(Data extracted from a collection)
Content starts

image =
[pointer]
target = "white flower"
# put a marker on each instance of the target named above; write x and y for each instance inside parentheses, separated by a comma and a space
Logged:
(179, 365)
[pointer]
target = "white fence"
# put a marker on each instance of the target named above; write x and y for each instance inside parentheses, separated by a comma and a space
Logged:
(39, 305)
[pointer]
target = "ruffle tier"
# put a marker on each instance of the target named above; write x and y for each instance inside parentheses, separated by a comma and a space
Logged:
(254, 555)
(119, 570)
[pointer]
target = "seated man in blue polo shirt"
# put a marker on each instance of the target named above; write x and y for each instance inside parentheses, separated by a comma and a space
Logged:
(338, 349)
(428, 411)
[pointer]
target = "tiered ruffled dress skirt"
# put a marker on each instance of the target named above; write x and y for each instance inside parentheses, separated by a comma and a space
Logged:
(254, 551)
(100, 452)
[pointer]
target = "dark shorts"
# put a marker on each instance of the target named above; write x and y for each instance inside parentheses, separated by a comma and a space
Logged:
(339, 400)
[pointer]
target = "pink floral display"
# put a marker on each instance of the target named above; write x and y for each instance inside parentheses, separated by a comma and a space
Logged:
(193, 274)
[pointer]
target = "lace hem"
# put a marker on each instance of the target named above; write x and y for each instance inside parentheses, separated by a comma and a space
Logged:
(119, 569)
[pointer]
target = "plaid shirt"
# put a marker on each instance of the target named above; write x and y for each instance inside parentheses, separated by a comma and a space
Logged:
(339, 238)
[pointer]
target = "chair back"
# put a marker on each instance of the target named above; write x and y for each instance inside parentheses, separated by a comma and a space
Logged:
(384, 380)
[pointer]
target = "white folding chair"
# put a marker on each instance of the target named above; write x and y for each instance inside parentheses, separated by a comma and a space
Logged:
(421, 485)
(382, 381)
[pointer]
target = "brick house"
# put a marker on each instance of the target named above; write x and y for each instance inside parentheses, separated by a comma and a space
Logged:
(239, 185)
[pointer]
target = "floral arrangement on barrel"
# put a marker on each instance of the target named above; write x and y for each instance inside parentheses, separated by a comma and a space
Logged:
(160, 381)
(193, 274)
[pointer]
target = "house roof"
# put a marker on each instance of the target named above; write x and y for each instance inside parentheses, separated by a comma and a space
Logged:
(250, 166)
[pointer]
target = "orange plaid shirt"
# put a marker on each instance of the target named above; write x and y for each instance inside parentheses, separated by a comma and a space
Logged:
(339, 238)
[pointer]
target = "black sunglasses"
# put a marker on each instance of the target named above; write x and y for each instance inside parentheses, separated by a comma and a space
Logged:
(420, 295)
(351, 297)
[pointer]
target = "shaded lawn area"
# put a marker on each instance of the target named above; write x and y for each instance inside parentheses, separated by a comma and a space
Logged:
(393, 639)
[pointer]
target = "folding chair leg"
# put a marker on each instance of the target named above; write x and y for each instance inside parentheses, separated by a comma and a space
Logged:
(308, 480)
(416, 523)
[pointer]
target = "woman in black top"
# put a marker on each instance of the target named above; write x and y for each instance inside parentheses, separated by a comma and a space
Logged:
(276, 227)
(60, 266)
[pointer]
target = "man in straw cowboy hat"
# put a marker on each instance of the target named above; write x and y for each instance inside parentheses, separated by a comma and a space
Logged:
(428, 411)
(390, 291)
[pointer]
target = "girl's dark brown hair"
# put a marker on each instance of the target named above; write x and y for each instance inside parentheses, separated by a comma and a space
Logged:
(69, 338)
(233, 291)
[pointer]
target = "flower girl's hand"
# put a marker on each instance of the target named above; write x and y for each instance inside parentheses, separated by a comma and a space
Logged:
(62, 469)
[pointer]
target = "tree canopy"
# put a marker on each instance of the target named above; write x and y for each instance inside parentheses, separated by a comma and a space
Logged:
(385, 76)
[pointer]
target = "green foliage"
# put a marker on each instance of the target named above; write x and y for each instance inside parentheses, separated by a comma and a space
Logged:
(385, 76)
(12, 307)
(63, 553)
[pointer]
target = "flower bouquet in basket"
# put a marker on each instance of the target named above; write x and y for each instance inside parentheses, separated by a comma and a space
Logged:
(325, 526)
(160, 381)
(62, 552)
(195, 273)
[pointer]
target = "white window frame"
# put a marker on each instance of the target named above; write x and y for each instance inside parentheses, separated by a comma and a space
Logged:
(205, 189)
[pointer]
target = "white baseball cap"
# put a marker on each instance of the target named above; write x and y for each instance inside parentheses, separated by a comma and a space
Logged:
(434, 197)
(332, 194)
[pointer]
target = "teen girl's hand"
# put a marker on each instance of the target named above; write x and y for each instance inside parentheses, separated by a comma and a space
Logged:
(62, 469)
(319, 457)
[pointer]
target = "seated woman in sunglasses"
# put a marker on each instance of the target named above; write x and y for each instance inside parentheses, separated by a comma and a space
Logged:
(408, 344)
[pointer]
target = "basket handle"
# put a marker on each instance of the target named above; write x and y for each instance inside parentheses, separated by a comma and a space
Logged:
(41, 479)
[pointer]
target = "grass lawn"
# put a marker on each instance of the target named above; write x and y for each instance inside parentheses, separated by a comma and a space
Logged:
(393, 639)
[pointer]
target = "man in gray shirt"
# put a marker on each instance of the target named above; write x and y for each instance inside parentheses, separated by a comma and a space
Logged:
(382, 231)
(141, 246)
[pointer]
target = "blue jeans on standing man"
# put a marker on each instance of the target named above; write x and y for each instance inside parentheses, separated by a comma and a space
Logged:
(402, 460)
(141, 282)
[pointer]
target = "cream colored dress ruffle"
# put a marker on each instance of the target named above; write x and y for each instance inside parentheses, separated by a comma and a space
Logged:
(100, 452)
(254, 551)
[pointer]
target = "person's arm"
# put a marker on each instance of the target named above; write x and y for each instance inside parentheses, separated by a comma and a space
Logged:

Content ends

# WHAT NEEDS TO BE DONE
Look through the entries above, find each line containing "floral", and copy it.

# ANSWER TO THIS TASK
target = "pink floral display"
target = "floral arrangement on barrel"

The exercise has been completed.